━━ Document segment ━━
Correcting the entropy for errors introduced by low modes

useful papers

"Pitfalls in Computational Modeling of Chemical Reactions and How To Avoid Them" https://pubs.acs.org/doi/10.1021/acs.organomet.8b00456

"Use of Solution-Phase Vibrational Frequencies in Continuum Models for the Free Energy of Solvation" https://pubs.acs.org/doi/abs/10.1021/jp205508z

"Supramolecular Binding Thermodynamics by Dispersion-Corrected DensityFunctional Theory" https://onlinelibrary.wiley.com/doi/epdf/10.1002/chem.201200497

why the correction is needed

• low energy modes can be; cluster breathing and torsion modes, real vibrations or the result of hindered rotors, and they can also be due to computational artefacts. Changes in convergence or in geometry can shift these modes in wavenumber.
━━━
━━ Dataset excerpts ━━
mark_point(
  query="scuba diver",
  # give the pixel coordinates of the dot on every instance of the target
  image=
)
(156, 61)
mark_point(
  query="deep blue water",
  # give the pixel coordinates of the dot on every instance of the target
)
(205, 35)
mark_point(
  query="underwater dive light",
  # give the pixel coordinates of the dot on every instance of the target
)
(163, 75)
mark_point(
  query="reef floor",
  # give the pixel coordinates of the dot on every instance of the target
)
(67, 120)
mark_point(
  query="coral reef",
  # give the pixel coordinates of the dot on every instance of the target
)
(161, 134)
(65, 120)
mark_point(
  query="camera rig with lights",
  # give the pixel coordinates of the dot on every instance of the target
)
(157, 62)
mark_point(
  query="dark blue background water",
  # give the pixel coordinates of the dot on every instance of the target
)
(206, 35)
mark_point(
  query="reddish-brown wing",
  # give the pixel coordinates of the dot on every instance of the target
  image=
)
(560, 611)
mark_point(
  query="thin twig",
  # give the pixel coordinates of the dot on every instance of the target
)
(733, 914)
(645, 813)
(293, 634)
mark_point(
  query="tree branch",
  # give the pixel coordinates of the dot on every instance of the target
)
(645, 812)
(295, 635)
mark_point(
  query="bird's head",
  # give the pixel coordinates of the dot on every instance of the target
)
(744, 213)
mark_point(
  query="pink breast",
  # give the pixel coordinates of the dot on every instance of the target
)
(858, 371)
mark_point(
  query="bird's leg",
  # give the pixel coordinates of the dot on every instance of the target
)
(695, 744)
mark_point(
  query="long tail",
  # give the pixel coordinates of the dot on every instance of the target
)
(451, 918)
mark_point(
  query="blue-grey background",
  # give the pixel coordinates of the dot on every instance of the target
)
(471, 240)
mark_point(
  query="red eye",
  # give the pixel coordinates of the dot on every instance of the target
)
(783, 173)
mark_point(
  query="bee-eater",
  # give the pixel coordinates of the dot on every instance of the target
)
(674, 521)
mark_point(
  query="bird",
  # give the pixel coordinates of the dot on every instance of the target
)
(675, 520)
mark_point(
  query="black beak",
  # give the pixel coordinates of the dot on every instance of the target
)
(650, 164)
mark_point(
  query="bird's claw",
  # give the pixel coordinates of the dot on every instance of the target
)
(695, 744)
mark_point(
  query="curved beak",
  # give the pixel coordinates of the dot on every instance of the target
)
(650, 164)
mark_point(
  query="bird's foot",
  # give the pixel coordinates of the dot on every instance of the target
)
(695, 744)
━━━
▶ [Goals]
[A] List the web addresses of all the papers cited in the notes on correcting entropy for low modes.
[B] Write the next part of the notes on correcting entropy for low modes, picking up after their final sentence rather than after the data.

▶ [The replies]
[A]
https://pubs.acs.org/doi/10.1021/acs.organomet.8b00456
https://pubs.acs.org/doi/abs/10.1021/jp205508z
https://onlinelibrary.wiley.com/doi/epdf/10.1002/chem.201200497

[B]
• this combines to be an important issue because low energy modes contribute significantly to the entropy term, after-all these modes are about sampling configuration space, the lower the mode, the more space can be sampled the larger the entropy
• close to 0cm^-1 small changes in frequency can lead to large changes in entropy corrections!
• in addition vibrations and rotations contribute through different formulae to the entropy
• lastly small changes in geometry especially in loose clusters or transition states can move a mode in and out of the cut-off region used by many codes
• the cut-off at which point some treatment of low modes needs to be made differs, but generally modes under 50-150cm^-1 can be simply missed out or set to a given value to avoid large errors, (this number is for room tem 298.15 Kelvin, and should be increased for higher temperatures!)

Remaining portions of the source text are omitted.